Writing a book on feminism in popular culture requires a surprising amount of research. Most days you’ll find me reading in a library or a café, propping open books with my cell phone and copying out quotations. Eventually I’ll turn the whole mess into another chapter of my rapidly growing study on the positive development of female superheroes in Marvel comics.

It’s not a position often taken; most studies of mainstream comics denote how the objectification of women and the presence of antiquated stereotypes remain more consistent than acts of transgression against them. Comics continue to fail the Bechdel test, and to put women in refrigerators.

It remains a bleak time for the female comic audience.

And the same is true for the minority or LGBTQ reader. The recent debacle with Hercules is merely the latest of Marvel’s many ghastly faux pas; for every two steps forward, it seems to take two steps back: it publishes more female titles only to end the majority of them with Secret Wars, and it tantalizes us with Hercules only to promote the status quo inside of continuity.

It is easy to lose faith in the publisher’s ability to reform from within, when — with the exception of recent works like Ms. Marvel — much of the evidence suggests ineptitude.

*LISTED ENTRIES:*
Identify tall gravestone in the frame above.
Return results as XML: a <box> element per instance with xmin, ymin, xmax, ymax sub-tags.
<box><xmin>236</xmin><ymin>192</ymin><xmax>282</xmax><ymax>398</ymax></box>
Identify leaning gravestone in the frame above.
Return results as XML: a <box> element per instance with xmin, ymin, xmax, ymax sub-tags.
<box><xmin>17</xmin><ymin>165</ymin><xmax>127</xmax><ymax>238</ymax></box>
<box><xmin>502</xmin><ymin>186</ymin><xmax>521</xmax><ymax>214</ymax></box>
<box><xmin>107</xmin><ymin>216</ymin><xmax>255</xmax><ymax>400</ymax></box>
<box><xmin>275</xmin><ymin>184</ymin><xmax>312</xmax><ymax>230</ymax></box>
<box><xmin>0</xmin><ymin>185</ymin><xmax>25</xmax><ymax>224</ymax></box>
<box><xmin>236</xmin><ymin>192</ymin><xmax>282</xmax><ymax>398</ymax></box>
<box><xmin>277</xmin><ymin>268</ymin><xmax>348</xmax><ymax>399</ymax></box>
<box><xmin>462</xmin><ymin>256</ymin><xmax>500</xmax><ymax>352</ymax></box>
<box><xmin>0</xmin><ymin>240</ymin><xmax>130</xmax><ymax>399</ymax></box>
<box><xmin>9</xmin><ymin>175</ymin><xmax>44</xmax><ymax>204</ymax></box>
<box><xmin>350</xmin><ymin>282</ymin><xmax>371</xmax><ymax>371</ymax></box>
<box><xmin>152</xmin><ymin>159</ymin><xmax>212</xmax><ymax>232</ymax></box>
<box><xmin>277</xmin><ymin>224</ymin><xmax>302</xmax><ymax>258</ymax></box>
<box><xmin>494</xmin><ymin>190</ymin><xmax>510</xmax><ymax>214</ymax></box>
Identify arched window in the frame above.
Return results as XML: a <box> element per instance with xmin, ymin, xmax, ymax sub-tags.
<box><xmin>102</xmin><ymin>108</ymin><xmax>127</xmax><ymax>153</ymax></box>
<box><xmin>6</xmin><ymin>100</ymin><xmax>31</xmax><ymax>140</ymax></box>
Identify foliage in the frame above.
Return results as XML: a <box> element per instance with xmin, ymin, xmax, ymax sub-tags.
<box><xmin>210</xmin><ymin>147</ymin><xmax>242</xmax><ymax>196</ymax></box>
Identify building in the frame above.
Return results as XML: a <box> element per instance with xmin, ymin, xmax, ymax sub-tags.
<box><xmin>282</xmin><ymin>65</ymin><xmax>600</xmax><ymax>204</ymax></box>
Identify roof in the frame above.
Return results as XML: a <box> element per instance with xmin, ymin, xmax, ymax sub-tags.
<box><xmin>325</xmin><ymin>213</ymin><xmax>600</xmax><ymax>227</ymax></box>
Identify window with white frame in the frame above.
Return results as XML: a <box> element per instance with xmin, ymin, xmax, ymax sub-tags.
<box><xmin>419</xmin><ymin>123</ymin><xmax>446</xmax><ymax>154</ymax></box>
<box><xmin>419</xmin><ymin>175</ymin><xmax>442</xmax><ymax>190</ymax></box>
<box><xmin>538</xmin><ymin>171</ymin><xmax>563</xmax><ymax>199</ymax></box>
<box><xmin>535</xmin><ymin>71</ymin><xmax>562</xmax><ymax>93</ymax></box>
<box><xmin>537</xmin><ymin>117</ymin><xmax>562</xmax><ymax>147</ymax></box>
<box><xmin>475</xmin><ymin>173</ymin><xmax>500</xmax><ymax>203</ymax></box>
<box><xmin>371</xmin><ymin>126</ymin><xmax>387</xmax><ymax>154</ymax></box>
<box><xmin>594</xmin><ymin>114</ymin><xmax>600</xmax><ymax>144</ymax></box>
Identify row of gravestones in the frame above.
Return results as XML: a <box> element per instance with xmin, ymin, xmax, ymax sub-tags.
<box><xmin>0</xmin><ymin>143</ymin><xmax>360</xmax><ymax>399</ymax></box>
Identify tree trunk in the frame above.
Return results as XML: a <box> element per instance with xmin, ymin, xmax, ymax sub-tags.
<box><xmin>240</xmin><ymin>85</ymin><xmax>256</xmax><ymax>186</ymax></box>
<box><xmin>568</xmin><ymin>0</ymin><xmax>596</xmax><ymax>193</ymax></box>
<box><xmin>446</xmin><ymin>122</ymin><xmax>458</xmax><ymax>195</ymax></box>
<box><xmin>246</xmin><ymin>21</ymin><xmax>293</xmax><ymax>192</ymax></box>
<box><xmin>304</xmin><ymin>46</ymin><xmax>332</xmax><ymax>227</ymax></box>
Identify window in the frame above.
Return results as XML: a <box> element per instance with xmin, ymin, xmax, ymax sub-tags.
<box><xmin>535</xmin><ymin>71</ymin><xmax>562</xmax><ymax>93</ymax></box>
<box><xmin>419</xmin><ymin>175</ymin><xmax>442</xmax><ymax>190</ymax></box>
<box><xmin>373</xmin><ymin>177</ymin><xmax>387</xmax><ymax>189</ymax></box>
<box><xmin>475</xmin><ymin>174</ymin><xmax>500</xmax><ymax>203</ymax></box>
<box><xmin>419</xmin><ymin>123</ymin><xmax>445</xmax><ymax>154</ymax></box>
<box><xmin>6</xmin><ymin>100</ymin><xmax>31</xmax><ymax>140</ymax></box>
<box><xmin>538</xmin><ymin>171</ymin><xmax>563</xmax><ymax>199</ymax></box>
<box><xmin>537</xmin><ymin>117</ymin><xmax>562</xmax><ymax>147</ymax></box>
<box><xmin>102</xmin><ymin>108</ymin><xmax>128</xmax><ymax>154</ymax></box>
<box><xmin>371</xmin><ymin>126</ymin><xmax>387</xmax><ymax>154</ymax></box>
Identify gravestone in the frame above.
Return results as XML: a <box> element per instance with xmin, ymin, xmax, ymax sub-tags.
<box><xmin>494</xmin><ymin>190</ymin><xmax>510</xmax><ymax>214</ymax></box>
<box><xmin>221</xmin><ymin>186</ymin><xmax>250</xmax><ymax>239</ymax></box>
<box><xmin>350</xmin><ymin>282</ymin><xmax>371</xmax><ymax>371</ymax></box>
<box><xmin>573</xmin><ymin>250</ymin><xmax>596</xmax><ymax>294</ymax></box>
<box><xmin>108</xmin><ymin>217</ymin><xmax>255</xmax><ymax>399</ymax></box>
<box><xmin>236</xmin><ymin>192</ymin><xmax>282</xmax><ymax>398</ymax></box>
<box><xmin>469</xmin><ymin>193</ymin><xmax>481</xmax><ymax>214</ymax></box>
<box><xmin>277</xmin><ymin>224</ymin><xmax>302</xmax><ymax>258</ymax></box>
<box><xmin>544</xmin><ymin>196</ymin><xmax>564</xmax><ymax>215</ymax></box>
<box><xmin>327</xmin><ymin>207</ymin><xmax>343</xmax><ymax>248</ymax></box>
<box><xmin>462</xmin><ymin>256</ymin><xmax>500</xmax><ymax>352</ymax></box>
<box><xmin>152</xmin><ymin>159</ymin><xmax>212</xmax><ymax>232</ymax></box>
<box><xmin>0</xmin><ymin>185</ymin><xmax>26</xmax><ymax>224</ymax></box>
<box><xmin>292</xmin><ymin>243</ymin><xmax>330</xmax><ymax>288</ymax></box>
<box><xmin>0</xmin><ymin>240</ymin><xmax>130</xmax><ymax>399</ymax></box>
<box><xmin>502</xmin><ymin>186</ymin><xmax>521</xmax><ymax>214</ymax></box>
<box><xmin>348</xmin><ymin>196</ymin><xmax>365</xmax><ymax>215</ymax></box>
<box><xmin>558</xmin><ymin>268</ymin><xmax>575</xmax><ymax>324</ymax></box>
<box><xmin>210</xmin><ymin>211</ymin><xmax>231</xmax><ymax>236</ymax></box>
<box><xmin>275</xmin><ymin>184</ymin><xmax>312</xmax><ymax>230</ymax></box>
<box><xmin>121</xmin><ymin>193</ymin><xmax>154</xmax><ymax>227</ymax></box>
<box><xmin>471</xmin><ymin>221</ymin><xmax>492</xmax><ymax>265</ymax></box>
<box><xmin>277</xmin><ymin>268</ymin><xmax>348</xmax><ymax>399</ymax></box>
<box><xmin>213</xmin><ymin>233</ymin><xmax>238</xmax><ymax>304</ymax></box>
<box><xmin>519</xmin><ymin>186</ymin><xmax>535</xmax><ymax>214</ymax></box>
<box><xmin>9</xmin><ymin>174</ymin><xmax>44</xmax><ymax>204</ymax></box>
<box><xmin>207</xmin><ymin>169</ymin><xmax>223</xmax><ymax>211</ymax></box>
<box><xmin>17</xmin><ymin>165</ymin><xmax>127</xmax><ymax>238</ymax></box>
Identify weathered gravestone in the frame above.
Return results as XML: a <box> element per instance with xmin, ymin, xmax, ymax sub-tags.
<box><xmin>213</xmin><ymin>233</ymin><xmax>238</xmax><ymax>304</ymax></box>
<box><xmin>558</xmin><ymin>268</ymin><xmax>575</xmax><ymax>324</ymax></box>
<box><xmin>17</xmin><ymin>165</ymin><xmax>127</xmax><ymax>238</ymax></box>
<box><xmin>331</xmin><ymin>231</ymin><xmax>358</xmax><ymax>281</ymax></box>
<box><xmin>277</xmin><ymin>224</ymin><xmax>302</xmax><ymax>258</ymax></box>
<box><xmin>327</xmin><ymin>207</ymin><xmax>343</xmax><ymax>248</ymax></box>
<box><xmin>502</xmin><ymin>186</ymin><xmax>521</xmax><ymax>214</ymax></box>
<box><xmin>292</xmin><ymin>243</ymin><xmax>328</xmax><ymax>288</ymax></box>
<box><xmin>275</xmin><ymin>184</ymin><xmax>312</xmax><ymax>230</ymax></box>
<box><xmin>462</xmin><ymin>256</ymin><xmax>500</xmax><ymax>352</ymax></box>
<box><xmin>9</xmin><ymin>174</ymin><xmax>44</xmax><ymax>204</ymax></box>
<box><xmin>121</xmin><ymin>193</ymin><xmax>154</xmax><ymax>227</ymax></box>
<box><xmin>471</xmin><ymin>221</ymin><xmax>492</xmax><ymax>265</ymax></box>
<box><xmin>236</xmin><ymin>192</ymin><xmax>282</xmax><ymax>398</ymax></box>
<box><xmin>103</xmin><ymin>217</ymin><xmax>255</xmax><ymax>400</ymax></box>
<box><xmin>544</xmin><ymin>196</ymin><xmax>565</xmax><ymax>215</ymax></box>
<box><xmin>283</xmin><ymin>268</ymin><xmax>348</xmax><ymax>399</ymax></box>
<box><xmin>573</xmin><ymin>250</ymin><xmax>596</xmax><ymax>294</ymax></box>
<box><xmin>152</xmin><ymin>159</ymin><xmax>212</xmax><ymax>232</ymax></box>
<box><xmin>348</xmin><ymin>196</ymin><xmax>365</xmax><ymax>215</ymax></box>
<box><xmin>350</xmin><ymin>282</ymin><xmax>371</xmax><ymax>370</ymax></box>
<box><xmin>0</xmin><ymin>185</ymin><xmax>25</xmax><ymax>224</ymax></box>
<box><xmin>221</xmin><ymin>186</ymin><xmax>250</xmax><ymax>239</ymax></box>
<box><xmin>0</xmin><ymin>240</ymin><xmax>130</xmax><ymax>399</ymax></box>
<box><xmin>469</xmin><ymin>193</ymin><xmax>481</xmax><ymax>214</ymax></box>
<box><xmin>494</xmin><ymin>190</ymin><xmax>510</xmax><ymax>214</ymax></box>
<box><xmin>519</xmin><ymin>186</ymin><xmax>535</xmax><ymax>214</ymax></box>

==

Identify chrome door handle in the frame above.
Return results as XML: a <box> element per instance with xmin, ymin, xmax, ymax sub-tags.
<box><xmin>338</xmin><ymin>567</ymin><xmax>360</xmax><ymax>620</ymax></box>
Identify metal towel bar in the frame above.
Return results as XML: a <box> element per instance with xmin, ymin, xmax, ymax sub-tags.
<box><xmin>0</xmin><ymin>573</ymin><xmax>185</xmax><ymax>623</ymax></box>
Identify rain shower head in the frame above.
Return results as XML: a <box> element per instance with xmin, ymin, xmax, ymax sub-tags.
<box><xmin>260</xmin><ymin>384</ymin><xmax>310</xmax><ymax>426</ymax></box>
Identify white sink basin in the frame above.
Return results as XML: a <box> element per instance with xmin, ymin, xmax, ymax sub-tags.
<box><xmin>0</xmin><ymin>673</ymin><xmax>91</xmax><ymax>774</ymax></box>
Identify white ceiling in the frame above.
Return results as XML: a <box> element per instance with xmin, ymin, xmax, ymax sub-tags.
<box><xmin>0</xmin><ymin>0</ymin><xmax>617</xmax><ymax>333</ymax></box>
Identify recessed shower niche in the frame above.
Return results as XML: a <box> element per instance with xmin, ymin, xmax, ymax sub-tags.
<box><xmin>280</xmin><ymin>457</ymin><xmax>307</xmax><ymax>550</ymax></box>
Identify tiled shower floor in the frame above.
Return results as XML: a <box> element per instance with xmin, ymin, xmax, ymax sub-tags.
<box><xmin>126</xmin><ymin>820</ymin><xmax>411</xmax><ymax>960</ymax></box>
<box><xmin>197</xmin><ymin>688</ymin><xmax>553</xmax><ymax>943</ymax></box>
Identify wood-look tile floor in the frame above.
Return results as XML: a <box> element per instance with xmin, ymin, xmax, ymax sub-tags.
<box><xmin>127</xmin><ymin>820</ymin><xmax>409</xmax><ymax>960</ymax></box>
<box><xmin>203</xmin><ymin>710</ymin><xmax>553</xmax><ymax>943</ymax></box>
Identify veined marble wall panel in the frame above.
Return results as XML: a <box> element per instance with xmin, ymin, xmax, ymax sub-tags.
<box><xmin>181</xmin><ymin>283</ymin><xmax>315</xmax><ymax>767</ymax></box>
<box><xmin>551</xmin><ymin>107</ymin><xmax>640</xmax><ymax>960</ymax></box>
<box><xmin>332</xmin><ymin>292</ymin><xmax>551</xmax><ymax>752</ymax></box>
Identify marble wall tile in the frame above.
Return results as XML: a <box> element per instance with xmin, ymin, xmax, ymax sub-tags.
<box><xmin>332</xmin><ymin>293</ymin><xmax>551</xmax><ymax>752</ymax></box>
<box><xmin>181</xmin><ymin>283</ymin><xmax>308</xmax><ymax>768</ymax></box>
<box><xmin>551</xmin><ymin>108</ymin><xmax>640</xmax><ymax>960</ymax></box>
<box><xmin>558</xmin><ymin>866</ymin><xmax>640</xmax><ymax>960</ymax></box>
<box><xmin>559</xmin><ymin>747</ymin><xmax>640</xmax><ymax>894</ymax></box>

==

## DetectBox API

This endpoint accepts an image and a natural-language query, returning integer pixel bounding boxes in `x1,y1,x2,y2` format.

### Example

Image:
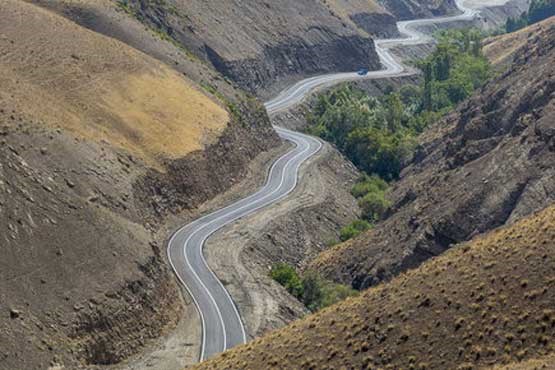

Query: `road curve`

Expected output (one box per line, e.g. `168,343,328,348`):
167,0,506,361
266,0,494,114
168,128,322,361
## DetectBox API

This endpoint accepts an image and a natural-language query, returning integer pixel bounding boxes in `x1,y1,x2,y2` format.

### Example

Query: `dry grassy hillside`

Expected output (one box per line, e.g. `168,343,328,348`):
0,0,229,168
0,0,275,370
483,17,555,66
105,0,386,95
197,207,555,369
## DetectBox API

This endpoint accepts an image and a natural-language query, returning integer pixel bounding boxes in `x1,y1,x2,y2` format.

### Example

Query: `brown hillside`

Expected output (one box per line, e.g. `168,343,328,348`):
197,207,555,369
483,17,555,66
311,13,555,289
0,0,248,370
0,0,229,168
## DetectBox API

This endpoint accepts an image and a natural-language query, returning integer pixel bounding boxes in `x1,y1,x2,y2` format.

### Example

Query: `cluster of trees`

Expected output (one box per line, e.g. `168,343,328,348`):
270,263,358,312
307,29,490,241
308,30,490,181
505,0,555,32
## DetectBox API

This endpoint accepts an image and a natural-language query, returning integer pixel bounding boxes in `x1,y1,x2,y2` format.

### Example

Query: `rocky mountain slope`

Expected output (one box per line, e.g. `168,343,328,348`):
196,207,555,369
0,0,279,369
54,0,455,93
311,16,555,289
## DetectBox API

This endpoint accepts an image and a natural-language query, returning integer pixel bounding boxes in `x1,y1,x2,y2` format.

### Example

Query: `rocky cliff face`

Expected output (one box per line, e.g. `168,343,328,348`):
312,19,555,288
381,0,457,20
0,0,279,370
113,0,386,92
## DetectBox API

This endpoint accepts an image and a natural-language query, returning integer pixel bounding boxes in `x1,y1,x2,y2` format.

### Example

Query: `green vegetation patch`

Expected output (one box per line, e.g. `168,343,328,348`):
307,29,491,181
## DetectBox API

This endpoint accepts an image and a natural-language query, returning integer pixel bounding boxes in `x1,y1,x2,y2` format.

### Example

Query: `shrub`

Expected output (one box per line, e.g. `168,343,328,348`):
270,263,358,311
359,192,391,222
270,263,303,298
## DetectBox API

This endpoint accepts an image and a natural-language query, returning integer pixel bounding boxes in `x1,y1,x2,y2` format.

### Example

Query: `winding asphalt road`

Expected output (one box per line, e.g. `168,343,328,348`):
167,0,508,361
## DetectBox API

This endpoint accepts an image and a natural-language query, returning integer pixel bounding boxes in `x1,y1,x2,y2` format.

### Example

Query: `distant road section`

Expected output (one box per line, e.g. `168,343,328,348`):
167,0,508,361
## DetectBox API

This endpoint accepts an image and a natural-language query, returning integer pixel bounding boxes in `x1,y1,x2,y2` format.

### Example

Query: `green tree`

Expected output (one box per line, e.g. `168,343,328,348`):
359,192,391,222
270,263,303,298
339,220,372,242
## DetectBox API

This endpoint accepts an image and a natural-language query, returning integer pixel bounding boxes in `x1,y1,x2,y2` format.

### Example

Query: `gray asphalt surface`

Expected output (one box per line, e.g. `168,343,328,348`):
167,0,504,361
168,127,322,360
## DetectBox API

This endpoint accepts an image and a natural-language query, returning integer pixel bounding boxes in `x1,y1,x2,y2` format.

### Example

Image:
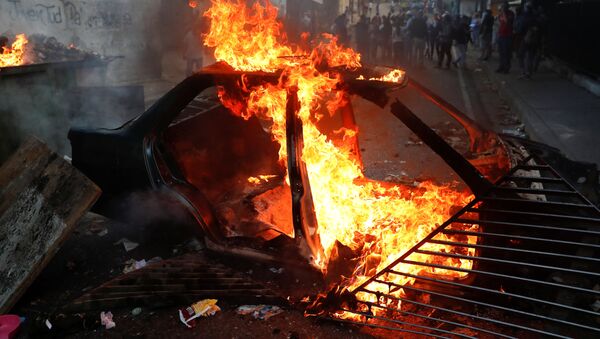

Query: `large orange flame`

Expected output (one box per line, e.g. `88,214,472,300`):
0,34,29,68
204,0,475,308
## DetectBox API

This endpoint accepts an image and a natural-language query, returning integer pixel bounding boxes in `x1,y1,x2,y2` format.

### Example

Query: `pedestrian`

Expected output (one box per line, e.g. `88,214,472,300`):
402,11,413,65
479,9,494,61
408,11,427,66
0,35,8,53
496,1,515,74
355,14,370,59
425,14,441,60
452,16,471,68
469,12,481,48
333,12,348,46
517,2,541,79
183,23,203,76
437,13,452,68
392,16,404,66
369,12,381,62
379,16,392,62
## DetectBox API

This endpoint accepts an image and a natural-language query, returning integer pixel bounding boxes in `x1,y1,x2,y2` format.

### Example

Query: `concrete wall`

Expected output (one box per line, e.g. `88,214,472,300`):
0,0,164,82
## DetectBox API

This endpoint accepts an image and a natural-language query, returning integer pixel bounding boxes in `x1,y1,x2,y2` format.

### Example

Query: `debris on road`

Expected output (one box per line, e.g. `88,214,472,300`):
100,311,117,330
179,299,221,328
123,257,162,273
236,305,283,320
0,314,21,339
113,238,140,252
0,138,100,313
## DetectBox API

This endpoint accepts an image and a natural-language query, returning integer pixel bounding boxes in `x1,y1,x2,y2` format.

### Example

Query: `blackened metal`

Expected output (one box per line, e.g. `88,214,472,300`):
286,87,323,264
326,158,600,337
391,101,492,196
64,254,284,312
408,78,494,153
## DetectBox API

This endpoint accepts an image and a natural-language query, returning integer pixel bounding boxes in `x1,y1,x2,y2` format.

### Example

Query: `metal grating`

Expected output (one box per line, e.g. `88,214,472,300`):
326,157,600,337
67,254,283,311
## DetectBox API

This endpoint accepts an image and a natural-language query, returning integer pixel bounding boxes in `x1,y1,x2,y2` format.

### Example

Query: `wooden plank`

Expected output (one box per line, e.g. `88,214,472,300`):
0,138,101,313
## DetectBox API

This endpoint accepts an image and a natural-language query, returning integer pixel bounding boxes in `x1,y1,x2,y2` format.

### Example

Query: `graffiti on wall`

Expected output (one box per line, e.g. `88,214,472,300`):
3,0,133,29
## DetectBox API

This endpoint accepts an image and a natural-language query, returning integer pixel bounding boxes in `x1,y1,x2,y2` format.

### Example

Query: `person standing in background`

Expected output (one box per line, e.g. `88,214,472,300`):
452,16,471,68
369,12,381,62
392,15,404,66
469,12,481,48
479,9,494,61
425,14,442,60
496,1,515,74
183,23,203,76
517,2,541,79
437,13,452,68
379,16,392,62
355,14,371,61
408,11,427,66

*TASKS AND EXERCISES:*
1. Answer these about the essay on women in Marvel comics:
(a) Where does the writer do most of the research on most days?
(b) Which test do comics still fail, according to the essay?
(c) What recent work is named as an exception to the evidence of ineptitude?
2. Repeat the part of the essay on women in Marvel comics starting with "It’s not a position" and going on through "female comic audience.".
3. Pick up the essay on women in Marvel comics after its final sentence and keep writing.

*REPLIES:*
1.
(a) In a library or a café.
(b) The Bechdel test.
(c) Ms. Marvel.

2.
It’s not a position often taken; most studies of mainstream comics denote how the objectification of women and the presence of antiquated stereotypes remain more consistent than acts of transgression against them. Comics continue to fail the Bechdel test, and to put women in refrigerators.

It remains a bleak time for the female comic audience.

3.
But — and I hope you’re paying attention here — Marvel has had the key to equal, positive representation for over fifty years now.

I stumbled across the answer while reading Paul Lopes’ Demanding Respect: The Evolution of the American Comic Book, published back in 2009. Like many things Marvel, the solution comes straight from Stan Lee. In Demanding Respect, Lopes explains how Lee created an entirely new breed of superheroes in the 1960s, including the amazing Spider-Man.

No longer were superheroes merely two-dimensional depictions of American perfection; suddenly they were allowed to have, as Lee described in a 1971 interview with the New York Times, “New ways of talking, hangups, introspection and brooding.”

They became humanized, exhibiting idiosyncratic identities that were brand new to the genre. “I talked to Jack Kirby about it,” explained Lee later in the interview. “I said, ‘Let’s let them not always get along well; let’s let them have arguments'.” For the first time ever; “Let’s let them talk like real people and react like real people.”

Lee humanized the superhero of the 60s, and Marvel never looked back.

This is the answer. This is how Marvel can write better, more inclusive stories.

In fact, an ideology just like Stan Lee’s is already having a significant impact on improving the representation of women in Marvel’s comics. Two months ago Kelly Sue DeConnick said something remarkably similar in a “Thank You” edition of the Women of Marvel podcast. (Episode 52, June 2015.)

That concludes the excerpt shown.